Saved data entries
+++++
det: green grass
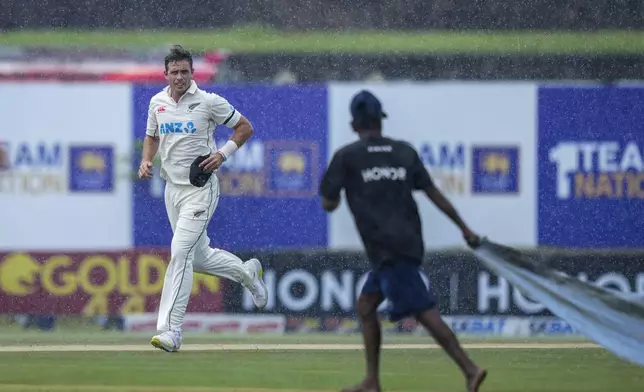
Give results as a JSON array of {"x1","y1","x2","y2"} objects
[
  {"x1": 0, "y1": 329, "x2": 639, "y2": 391},
  {"x1": 0, "y1": 329, "x2": 590, "y2": 346},
  {"x1": 2, "y1": 28, "x2": 644, "y2": 54},
  {"x1": 0, "y1": 348, "x2": 641, "y2": 391}
]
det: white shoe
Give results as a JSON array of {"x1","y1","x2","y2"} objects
[
  {"x1": 244, "y1": 258, "x2": 268, "y2": 309},
  {"x1": 151, "y1": 330, "x2": 182, "y2": 352}
]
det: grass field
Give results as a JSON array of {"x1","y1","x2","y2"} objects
[
  {"x1": 0, "y1": 330, "x2": 641, "y2": 391},
  {"x1": 2, "y1": 28, "x2": 644, "y2": 54}
]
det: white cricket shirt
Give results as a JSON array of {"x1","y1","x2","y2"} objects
[{"x1": 146, "y1": 80, "x2": 242, "y2": 185}]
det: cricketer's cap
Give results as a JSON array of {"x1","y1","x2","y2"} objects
[{"x1": 350, "y1": 90, "x2": 388, "y2": 127}]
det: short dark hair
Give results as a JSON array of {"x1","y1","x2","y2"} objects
[{"x1": 164, "y1": 45, "x2": 193, "y2": 71}]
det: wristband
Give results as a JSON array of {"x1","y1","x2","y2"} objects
[{"x1": 217, "y1": 140, "x2": 239, "y2": 161}]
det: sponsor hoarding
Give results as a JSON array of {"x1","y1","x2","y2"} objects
[
  {"x1": 1, "y1": 247, "x2": 641, "y2": 326},
  {"x1": 0, "y1": 83, "x2": 133, "y2": 250},
  {"x1": 4, "y1": 81, "x2": 643, "y2": 267},
  {"x1": 328, "y1": 82, "x2": 538, "y2": 251},
  {"x1": 124, "y1": 313, "x2": 286, "y2": 334},
  {"x1": 0, "y1": 250, "x2": 223, "y2": 316},
  {"x1": 537, "y1": 86, "x2": 644, "y2": 248},
  {"x1": 224, "y1": 250, "x2": 644, "y2": 317},
  {"x1": 132, "y1": 85, "x2": 329, "y2": 252}
]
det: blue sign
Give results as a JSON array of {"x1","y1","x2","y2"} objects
[
  {"x1": 529, "y1": 318, "x2": 577, "y2": 336},
  {"x1": 449, "y1": 317, "x2": 507, "y2": 335},
  {"x1": 68, "y1": 146, "x2": 114, "y2": 193},
  {"x1": 538, "y1": 86, "x2": 644, "y2": 248},
  {"x1": 265, "y1": 141, "x2": 319, "y2": 197},
  {"x1": 471, "y1": 146, "x2": 519, "y2": 194},
  {"x1": 132, "y1": 85, "x2": 329, "y2": 251},
  {"x1": 2, "y1": 142, "x2": 62, "y2": 168}
]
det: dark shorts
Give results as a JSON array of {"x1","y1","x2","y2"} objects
[{"x1": 360, "y1": 262, "x2": 436, "y2": 322}]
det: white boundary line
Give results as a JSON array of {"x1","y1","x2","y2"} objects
[{"x1": 0, "y1": 343, "x2": 600, "y2": 352}]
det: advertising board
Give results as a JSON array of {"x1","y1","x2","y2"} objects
[
  {"x1": 282, "y1": 315, "x2": 579, "y2": 337},
  {"x1": 223, "y1": 250, "x2": 644, "y2": 318},
  {"x1": 124, "y1": 313, "x2": 286, "y2": 334},
  {"x1": 0, "y1": 83, "x2": 133, "y2": 250},
  {"x1": 0, "y1": 250, "x2": 223, "y2": 316},
  {"x1": 537, "y1": 86, "x2": 644, "y2": 248},
  {"x1": 1, "y1": 247, "x2": 641, "y2": 325},
  {"x1": 327, "y1": 82, "x2": 538, "y2": 251},
  {"x1": 131, "y1": 85, "x2": 329, "y2": 252}
]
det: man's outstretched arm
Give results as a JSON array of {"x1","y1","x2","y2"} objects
[
  {"x1": 424, "y1": 184, "x2": 468, "y2": 231},
  {"x1": 423, "y1": 184, "x2": 480, "y2": 248},
  {"x1": 408, "y1": 144, "x2": 479, "y2": 248}
]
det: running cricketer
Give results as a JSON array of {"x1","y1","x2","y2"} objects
[
  {"x1": 138, "y1": 45, "x2": 268, "y2": 352},
  {"x1": 320, "y1": 90, "x2": 487, "y2": 392}
]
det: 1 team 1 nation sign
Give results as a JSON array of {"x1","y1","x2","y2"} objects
[{"x1": 0, "y1": 250, "x2": 224, "y2": 316}]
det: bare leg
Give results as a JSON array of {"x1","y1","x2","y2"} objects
[
  {"x1": 415, "y1": 308, "x2": 487, "y2": 392},
  {"x1": 341, "y1": 293, "x2": 384, "y2": 392}
]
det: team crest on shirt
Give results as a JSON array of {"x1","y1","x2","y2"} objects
[{"x1": 186, "y1": 102, "x2": 201, "y2": 113}]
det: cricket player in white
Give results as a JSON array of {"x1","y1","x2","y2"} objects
[{"x1": 138, "y1": 45, "x2": 268, "y2": 352}]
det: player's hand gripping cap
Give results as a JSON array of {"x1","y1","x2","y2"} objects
[{"x1": 190, "y1": 154, "x2": 213, "y2": 187}]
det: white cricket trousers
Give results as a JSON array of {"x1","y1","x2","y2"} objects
[{"x1": 157, "y1": 175, "x2": 253, "y2": 332}]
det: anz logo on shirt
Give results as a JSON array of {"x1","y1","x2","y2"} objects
[
  {"x1": 159, "y1": 121, "x2": 197, "y2": 135},
  {"x1": 361, "y1": 166, "x2": 407, "y2": 183}
]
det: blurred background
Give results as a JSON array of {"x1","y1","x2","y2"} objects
[{"x1": 0, "y1": 0, "x2": 643, "y2": 339}]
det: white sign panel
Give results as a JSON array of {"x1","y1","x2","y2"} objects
[
  {"x1": 328, "y1": 82, "x2": 538, "y2": 250},
  {"x1": 0, "y1": 83, "x2": 133, "y2": 250},
  {"x1": 124, "y1": 313, "x2": 286, "y2": 334}
]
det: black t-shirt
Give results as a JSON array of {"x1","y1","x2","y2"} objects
[{"x1": 320, "y1": 135, "x2": 434, "y2": 267}]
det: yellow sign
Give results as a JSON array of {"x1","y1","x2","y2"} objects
[{"x1": 0, "y1": 252, "x2": 220, "y2": 316}]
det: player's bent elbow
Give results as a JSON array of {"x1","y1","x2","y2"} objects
[
  {"x1": 233, "y1": 118, "x2": 254, "y2": 142},
  {"x1": 245, "y1": 124, "x2": 255, "y2": 138}
]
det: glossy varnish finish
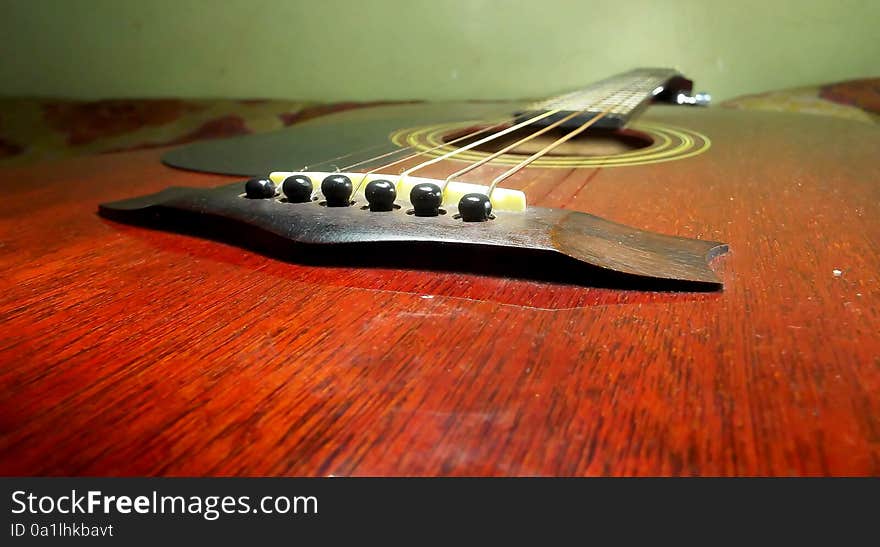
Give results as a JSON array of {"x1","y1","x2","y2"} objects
[{"x1": 0, "y1": 106, "x2": 878, "y2": 475}]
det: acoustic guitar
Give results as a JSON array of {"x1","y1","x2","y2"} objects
[{"x1": 1, "y1": 69, "x2": 877, "y2": 476}]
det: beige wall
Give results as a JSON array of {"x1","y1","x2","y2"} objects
[{"x1": 1, "y1": 0, "x2": 877, "y2": 102}]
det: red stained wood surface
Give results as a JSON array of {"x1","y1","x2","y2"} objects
[{"x1": 0, "y1": 106, "x2": 878, "y2": 476}]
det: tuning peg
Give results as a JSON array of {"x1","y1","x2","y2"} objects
[{"x1": 675, "y1": 92, "x2": 711, "y2": 106}]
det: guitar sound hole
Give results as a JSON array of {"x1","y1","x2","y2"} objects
[{"x1": 442, "y1": 125, "x2": 653, "y2": 157}]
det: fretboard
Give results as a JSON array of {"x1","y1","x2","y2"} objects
[{"x1": 517, "y1": 68, "x2": 689, "y2": 129}]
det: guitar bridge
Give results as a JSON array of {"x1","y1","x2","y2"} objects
[{"x1": 99, "y1": 173, "x2": 728, "y2": 291}]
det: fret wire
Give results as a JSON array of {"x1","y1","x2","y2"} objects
[{"x1": 530, "y1": 68, "x2": 676, "y2": 115}]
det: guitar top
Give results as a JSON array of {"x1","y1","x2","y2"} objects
[{"x1": 1, "y1": 70, "x2": 878, "y2": 476}]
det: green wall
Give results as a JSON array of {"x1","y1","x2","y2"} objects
[{"x1": 1, "y1": 0, "x2": 878, "y2": 102}]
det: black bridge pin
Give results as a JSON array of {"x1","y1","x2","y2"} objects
[
  {"x1": 458, "y1": 193, "x2": 493, "y2": 222},
  {"x1": 364, "y1": 179, "x2": 397, "y2": 211},
  {"x1": 282, "y1": 174, "x2": 314, "y2": 203},
  {"x1": 410, "y1": 183, "x2": 443, "y2": 217},
  {"x1": 244, "y1": 177, "x2": 276, "y2": 199},
  {"x1": 321, "y1": 174, "x2": 353, "y2": 207}
]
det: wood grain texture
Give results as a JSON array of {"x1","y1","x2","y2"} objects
[{"x1": 0, "y1": 106, "x2": 878, "y2": 476}]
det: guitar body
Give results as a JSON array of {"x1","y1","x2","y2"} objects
[{"x1": 1, "y1": 101, "x2": 878, "y2": 476}]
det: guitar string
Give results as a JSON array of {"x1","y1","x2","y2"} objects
[
  {"x1": 282, "y1": 119, "x2": 512, "y2": 195},
  {"x1": 396, "y1": 109, "x2": 562, "y2": 181},
  {"x1": 304, "y1": 125, "x2": 497, "y2": 173},
  {"x1": 342, "y1": 120, "x2": 511, "y2": 195},
  {"x1": 304, "y1": 74, "x2": 650, "y2": 176},
  {"x1": 277, "y1": 116, "x2": 525, "y2": 200},
  {"x1": 302, "y1": 83, "x2": 631, "y2": 202},
  {"x1": 345, "y1": 109, "x2": 563, "y2": 198},
  {"x1": 486, "y1": 109, "x2": 614, "y2": 198},
  {"x1": 304, "y1": 71, "x2": 652, "y2": 176},
  {"x1": 300, "y1": 142, "x2": 392, "y2": 172},
  {"x1": 340, "y1": 121, "x2": 509, "y2": 172},
  {"x1": 438, "y1": 109, "x2": 586, "y2": 193},
  {"x1": 396, "y1": 84, "x2": 632, "y2": 204},
  {"x1": 288, "y1": 117, "x2": 508, "y2": 174}
]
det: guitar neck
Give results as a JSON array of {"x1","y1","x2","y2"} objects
[{"x1": 519, "y1": 68, "x2": 692, "y2": 129}]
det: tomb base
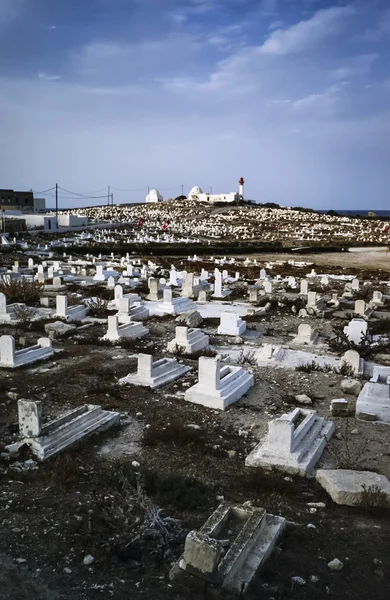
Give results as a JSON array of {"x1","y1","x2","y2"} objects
[
  {"x1": 185, "y1": 366, "x2": 254, "y2": 410},
  {"x1": 246, "y1": 409, "x2": 335, "y2": 476}
]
+++++
Exercise goal: Copy each line of the records above that carries the word "guitar".

Answer to this problem:
det: acoustic guitar
det: guitar sound hole
det: guitar bridge
det: guitar top
det: guitar body
det: guitar string
det: guitar neck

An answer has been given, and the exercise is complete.